- **Task brief**:
Pull out every line in the items below that contains the word "instance".

......

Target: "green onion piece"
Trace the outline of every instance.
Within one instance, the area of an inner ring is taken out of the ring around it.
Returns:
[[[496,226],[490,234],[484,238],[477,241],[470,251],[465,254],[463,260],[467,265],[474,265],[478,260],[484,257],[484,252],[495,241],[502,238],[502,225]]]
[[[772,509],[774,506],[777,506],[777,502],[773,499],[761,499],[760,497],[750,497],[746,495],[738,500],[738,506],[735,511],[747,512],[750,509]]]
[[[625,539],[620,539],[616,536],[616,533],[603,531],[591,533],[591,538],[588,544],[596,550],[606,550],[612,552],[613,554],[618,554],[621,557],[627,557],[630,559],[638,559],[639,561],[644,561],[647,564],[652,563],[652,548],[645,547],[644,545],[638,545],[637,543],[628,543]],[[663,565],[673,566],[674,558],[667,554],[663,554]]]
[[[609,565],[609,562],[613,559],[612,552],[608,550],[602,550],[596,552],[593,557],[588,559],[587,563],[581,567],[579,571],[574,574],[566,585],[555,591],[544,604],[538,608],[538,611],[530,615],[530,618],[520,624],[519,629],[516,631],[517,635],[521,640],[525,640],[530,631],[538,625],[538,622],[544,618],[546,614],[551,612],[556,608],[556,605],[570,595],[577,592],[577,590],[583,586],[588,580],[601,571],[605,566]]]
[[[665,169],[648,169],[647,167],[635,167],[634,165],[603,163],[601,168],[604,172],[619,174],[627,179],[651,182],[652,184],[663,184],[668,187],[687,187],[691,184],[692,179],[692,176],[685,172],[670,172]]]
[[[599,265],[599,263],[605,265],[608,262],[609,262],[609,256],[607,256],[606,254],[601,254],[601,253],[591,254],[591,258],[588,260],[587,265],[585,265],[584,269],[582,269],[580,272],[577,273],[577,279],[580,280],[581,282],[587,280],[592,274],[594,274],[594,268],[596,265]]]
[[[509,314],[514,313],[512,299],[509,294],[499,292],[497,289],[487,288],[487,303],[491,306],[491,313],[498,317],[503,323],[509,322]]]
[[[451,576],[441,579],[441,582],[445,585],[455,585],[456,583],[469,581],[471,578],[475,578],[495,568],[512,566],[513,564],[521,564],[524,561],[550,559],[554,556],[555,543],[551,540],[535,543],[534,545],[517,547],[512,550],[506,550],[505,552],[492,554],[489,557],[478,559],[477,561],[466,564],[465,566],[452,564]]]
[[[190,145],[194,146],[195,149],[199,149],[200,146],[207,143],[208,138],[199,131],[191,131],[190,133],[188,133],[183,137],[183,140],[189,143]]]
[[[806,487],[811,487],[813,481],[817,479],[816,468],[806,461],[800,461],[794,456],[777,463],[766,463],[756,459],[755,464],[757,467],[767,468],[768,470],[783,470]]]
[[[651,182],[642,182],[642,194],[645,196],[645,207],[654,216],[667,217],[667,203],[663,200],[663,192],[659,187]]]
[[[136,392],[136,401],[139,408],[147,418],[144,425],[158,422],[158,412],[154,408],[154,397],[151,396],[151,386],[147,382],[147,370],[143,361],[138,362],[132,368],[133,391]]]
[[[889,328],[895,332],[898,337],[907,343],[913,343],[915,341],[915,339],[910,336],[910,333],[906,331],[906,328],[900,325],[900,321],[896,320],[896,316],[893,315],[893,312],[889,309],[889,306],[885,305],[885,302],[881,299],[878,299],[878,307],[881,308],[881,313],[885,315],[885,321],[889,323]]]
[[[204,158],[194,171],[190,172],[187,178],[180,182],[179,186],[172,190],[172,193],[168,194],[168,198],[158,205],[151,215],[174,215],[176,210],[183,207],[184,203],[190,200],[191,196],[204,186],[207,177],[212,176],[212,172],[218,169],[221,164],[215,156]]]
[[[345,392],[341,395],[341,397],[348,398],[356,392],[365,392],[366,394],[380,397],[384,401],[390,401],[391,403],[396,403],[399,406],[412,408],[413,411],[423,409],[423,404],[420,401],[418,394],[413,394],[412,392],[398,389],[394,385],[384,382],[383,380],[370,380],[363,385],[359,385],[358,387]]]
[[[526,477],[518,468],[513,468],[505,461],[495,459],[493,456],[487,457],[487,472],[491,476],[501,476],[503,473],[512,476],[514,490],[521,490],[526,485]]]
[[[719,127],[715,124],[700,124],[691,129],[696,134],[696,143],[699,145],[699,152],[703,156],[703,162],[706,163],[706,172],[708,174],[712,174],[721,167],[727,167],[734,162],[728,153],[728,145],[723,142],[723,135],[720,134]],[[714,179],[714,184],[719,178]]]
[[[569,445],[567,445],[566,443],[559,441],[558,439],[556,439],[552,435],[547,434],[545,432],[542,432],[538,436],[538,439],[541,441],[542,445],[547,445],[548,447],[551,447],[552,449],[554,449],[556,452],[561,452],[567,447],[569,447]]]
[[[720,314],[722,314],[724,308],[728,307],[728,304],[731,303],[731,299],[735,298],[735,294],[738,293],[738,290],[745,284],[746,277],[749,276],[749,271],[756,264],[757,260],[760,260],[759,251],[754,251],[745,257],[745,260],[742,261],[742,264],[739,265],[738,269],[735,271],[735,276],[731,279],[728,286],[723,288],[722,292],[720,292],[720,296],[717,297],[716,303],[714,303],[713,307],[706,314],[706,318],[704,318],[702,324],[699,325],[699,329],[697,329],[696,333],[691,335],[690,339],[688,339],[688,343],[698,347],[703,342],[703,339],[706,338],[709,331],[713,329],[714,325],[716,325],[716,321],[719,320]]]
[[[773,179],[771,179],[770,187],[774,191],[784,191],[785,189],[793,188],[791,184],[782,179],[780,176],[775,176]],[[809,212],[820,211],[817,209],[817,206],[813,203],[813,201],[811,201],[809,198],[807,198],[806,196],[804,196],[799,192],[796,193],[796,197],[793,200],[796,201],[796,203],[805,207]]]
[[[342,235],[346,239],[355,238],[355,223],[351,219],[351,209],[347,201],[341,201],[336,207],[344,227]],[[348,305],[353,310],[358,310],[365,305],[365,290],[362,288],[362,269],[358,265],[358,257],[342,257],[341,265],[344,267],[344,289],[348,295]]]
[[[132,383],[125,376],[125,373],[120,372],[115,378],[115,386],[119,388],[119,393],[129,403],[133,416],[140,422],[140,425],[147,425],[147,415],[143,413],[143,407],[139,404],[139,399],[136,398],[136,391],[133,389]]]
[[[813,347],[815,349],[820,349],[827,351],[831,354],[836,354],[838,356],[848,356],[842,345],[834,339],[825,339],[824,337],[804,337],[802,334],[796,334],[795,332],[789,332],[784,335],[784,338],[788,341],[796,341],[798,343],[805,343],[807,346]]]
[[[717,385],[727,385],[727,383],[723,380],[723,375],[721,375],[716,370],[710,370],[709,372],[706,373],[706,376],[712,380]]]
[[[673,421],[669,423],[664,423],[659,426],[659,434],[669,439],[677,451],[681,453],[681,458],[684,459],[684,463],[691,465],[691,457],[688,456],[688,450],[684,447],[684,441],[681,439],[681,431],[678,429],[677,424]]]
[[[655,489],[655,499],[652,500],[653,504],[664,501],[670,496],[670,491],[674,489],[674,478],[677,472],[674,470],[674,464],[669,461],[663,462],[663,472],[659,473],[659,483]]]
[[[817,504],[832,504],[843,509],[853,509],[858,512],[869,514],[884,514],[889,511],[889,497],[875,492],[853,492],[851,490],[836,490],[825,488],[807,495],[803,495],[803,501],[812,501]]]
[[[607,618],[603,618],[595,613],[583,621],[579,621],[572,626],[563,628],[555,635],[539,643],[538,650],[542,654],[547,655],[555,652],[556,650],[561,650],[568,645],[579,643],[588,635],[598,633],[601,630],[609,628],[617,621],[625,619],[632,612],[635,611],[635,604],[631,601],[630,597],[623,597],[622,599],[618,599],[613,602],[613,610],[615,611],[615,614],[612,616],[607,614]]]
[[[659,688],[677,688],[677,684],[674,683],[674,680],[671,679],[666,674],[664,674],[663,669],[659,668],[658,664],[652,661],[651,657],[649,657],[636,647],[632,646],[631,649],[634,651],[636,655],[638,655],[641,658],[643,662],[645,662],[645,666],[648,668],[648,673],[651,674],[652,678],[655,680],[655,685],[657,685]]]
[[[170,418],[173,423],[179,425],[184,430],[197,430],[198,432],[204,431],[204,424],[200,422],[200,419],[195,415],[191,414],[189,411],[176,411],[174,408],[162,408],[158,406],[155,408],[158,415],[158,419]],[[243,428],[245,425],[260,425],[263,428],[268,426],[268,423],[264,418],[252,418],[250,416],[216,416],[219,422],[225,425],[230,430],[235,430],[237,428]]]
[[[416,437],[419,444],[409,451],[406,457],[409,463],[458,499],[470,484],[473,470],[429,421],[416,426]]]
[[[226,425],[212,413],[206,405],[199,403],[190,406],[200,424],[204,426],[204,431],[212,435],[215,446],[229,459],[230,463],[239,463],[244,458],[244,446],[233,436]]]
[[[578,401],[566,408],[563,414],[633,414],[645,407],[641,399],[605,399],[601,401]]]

......

- **Output**:
Trace the outline of every instance.
Within one instance, the area of an inner ring is taken out of the ring around it.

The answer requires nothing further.